WRITTEN REQUEST »
Edit the material from its first line through the line containing "--fill-mode even-odd", inclusive, by replacing "metal crowd barrier" with "steel crowd barrier" and leaving everything else unchanged. Give back only those lines.

################

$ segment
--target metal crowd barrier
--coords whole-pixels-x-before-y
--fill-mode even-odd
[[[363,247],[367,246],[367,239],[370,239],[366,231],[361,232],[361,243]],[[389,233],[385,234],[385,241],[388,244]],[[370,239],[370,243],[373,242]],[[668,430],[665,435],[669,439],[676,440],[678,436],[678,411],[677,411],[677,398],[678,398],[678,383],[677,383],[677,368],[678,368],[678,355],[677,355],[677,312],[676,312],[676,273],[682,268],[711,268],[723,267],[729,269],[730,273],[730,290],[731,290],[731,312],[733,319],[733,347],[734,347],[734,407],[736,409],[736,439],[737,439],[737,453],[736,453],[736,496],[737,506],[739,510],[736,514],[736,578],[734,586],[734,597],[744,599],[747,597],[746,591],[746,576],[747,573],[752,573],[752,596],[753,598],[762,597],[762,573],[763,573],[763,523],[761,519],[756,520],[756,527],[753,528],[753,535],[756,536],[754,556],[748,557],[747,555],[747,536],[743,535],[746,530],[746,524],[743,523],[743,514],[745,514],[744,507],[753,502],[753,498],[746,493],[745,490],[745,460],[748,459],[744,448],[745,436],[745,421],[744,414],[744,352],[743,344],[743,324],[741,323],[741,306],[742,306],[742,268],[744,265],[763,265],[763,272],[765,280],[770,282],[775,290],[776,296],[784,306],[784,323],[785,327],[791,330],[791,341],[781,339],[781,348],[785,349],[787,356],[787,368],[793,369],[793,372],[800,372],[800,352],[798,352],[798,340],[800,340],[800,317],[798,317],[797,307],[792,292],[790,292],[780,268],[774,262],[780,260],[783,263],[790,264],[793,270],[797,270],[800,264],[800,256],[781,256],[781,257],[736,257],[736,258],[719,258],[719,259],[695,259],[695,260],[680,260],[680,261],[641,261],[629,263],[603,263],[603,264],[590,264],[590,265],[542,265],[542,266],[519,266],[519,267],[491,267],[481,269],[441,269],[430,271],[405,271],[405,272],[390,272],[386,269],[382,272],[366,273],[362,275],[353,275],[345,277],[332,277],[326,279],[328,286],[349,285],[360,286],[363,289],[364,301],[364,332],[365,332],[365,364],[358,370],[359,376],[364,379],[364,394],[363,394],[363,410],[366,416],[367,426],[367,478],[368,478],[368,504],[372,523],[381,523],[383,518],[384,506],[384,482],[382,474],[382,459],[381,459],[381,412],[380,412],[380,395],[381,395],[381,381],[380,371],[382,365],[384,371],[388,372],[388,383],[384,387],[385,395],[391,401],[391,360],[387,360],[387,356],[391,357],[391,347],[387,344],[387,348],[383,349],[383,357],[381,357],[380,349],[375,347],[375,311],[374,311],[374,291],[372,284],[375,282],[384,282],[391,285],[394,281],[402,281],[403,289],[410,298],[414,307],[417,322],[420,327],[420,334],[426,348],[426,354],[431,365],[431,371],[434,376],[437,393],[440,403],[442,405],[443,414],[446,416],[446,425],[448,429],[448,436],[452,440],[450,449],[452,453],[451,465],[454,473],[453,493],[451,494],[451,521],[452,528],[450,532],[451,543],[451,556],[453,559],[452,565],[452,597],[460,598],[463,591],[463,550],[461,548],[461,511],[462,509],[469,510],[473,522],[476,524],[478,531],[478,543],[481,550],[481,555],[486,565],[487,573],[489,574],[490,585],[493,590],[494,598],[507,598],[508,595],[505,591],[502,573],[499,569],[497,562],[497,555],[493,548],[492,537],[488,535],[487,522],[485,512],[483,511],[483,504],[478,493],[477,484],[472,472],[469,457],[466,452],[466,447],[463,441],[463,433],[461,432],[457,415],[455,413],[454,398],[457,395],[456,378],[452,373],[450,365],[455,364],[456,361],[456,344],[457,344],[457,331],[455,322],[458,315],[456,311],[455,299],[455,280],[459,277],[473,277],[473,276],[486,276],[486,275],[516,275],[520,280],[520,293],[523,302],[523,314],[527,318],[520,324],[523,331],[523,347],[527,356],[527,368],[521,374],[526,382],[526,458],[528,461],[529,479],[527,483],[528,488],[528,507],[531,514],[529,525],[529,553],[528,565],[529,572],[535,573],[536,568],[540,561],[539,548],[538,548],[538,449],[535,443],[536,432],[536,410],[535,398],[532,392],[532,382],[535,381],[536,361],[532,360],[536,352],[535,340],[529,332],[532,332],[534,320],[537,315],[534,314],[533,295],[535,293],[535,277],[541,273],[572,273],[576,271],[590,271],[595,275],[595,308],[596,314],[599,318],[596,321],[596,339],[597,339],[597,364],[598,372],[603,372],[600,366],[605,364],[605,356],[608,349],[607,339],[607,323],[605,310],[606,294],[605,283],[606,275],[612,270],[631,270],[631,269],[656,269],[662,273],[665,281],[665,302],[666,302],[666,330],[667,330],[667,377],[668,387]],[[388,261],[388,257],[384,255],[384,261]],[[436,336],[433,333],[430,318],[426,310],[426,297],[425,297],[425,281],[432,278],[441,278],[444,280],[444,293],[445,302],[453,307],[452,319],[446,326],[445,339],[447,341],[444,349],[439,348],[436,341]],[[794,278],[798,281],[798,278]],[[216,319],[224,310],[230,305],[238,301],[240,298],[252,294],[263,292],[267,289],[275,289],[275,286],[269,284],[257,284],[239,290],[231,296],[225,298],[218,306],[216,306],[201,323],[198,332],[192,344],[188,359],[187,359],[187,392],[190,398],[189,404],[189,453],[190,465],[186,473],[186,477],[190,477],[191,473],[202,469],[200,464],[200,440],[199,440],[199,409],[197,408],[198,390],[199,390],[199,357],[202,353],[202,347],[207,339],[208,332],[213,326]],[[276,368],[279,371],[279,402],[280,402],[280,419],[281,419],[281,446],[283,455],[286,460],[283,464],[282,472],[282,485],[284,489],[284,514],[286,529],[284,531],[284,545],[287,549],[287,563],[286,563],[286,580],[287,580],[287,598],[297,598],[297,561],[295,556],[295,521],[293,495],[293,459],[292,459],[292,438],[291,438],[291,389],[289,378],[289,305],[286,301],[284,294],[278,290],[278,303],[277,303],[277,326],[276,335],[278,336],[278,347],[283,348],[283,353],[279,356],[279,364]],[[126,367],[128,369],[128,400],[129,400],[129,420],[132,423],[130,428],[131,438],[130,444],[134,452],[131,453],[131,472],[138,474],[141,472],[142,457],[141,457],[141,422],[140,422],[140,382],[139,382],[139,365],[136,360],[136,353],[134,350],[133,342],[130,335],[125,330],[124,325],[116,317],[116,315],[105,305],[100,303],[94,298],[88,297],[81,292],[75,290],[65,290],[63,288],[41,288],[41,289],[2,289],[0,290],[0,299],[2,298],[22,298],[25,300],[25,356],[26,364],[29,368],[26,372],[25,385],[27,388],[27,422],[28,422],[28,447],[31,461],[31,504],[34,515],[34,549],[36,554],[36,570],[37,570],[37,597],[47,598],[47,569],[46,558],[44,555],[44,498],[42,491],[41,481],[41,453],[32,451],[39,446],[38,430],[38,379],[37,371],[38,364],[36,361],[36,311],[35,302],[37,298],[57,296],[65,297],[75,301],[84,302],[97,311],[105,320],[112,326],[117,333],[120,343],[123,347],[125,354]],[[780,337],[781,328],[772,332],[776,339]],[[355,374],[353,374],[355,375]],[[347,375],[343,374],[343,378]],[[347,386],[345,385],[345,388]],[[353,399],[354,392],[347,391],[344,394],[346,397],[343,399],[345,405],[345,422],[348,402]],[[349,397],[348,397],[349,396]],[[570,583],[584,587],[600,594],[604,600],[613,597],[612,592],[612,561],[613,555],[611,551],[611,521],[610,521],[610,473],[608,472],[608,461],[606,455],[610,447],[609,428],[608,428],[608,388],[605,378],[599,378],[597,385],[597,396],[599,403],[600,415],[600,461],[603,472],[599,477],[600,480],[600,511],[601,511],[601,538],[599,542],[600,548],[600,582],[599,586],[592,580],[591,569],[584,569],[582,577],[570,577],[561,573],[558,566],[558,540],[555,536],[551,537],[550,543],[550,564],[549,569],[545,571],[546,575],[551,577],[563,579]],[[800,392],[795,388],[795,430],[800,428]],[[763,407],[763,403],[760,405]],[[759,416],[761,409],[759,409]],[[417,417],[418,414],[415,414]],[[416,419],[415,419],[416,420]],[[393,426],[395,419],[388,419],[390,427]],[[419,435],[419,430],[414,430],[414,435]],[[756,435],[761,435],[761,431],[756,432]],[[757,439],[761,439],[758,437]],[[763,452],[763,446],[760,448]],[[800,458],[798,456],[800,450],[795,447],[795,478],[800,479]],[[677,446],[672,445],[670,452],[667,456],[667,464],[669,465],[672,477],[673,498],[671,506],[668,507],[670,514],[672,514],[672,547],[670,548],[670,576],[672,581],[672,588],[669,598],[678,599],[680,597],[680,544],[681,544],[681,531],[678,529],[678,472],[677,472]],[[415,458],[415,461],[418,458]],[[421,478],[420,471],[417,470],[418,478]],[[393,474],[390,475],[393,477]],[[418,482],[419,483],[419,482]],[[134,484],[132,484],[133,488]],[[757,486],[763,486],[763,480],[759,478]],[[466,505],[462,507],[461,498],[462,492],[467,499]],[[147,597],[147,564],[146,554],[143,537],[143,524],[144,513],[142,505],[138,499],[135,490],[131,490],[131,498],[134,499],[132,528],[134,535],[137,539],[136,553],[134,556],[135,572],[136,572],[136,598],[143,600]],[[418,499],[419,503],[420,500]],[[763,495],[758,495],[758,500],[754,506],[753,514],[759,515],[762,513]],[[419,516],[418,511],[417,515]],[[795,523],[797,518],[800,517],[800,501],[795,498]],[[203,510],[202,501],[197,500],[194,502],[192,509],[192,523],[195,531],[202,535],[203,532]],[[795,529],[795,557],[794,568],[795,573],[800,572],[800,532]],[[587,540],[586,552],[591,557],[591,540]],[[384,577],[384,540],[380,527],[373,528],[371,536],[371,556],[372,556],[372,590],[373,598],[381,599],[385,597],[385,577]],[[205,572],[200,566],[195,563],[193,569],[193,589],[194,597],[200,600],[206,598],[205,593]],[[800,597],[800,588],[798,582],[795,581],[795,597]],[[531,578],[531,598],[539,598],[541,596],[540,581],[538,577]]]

################

CORRECT RESPONSE »
$ segment
--target steel crowd barrier
--coords whole-pixels-x-before-y
--fill-mode even-odd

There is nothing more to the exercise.